_Your instructions_:
Look below for the line containing "handle and report the pixel coordinates.". Output it and each remaining line of the entries exactly, and nothing else.

_Records shown_:
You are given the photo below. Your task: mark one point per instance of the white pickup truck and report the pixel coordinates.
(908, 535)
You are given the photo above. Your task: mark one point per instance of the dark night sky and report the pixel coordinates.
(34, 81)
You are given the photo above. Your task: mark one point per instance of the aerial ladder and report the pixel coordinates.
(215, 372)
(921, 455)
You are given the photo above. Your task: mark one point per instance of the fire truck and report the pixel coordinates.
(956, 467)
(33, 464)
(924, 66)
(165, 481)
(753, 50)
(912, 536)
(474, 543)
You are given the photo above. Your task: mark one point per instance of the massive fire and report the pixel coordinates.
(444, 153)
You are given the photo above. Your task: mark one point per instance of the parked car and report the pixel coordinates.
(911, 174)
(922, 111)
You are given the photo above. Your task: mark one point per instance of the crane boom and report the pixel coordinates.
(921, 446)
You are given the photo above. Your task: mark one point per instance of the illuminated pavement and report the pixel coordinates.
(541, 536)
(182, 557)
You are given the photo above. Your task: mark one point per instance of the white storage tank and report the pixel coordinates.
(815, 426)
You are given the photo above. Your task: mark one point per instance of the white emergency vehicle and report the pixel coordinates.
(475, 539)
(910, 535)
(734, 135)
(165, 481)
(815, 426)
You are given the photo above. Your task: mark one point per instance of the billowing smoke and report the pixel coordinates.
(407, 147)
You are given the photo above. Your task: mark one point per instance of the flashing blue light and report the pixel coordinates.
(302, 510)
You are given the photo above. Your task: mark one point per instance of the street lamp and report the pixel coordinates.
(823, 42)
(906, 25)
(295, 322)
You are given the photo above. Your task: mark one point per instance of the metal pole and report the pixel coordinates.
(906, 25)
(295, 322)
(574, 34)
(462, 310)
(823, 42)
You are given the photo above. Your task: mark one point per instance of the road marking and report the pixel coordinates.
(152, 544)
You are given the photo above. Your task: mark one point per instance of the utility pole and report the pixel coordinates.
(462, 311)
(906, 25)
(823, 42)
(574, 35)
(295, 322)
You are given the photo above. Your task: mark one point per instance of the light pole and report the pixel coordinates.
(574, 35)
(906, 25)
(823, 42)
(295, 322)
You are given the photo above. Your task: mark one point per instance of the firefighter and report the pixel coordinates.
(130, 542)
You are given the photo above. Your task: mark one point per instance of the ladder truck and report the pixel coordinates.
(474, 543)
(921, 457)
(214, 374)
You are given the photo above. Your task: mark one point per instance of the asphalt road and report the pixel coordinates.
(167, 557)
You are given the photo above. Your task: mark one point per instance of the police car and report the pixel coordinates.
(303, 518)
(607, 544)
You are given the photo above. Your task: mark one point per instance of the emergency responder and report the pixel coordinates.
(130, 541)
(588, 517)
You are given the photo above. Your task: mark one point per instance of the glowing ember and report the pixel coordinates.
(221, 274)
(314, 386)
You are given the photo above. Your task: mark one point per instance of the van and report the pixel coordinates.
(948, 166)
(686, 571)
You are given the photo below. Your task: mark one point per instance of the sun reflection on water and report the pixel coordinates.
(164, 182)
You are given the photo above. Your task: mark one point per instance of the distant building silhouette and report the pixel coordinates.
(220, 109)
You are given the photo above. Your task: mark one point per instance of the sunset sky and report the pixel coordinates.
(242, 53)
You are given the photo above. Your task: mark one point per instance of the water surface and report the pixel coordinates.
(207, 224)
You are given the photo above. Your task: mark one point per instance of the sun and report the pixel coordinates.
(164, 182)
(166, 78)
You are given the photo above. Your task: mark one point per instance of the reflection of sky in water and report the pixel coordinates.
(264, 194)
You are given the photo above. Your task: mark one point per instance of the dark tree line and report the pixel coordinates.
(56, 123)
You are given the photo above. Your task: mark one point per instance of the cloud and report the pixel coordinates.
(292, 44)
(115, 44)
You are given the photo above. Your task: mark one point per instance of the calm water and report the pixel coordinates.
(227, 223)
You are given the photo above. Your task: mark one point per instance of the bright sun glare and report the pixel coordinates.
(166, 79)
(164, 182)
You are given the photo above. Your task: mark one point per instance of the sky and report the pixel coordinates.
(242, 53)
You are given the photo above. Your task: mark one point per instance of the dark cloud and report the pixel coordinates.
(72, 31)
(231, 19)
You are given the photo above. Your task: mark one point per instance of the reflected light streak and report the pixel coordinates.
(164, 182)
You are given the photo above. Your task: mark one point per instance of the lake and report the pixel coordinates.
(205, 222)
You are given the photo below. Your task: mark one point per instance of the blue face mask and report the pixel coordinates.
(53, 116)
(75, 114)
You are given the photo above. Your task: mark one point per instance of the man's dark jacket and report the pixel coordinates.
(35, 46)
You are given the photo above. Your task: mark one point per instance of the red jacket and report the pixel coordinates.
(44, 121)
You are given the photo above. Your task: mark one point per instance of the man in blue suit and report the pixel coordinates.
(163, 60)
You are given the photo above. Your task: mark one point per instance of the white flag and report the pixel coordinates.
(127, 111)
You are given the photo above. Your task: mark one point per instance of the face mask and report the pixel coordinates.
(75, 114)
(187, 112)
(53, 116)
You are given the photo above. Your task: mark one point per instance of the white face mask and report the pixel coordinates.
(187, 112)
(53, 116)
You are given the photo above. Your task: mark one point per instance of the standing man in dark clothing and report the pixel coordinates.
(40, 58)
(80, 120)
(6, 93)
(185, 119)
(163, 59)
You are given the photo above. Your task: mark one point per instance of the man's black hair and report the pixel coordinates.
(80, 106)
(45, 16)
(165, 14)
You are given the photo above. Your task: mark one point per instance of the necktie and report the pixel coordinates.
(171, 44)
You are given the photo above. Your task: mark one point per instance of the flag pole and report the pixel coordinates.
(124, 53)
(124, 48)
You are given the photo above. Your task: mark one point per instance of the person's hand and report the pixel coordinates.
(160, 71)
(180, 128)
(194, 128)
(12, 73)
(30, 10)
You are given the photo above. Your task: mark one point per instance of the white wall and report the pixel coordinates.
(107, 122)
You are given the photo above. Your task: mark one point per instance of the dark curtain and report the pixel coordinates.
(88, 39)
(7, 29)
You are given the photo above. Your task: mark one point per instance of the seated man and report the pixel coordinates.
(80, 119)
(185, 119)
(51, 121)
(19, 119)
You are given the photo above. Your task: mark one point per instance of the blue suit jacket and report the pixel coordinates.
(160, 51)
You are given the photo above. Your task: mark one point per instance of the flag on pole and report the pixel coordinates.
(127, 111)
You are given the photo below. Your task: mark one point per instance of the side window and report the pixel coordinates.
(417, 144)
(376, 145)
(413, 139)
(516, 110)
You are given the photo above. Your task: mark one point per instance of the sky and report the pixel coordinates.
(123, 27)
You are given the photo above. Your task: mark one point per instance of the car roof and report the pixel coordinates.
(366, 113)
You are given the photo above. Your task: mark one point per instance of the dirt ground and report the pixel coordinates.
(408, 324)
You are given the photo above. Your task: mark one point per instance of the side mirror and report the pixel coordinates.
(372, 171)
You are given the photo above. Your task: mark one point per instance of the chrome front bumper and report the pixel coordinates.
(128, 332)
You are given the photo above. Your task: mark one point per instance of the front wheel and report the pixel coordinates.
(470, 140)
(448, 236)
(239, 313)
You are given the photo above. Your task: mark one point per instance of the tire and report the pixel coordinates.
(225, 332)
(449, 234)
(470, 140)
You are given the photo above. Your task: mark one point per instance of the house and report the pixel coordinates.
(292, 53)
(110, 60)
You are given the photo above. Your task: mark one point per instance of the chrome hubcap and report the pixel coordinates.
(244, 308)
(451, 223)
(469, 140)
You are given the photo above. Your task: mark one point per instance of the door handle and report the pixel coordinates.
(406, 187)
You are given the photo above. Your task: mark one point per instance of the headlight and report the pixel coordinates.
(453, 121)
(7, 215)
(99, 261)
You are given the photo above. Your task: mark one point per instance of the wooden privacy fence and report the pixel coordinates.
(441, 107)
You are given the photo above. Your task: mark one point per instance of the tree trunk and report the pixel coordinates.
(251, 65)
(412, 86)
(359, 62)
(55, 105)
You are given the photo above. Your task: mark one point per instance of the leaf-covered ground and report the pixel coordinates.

_Expected answer_:
You are given the photo above. Your task: mark one point per instance of the door handle and report the pixel coordinates.
(406, 187)
You are given the photo above. Your task: mark one point per instance of the headlight and report the pixel coordinates.
(453, 121)
(7, 215)
(99, 261)
You are given the photo above. Your task: mark one point per instance of the wooden privacy fence and report the pixel coordinates.
(441, 107)
You are given the photo above. Your task: mark one point per instance of the tree trunk and report the pixel coordinates.
(251, 65)
(412, 86)
(359, 62)
(55, 105)
You are given the photo above. Your task: mark one point per instance of the leaf-covered ground and report the pixel coordinates.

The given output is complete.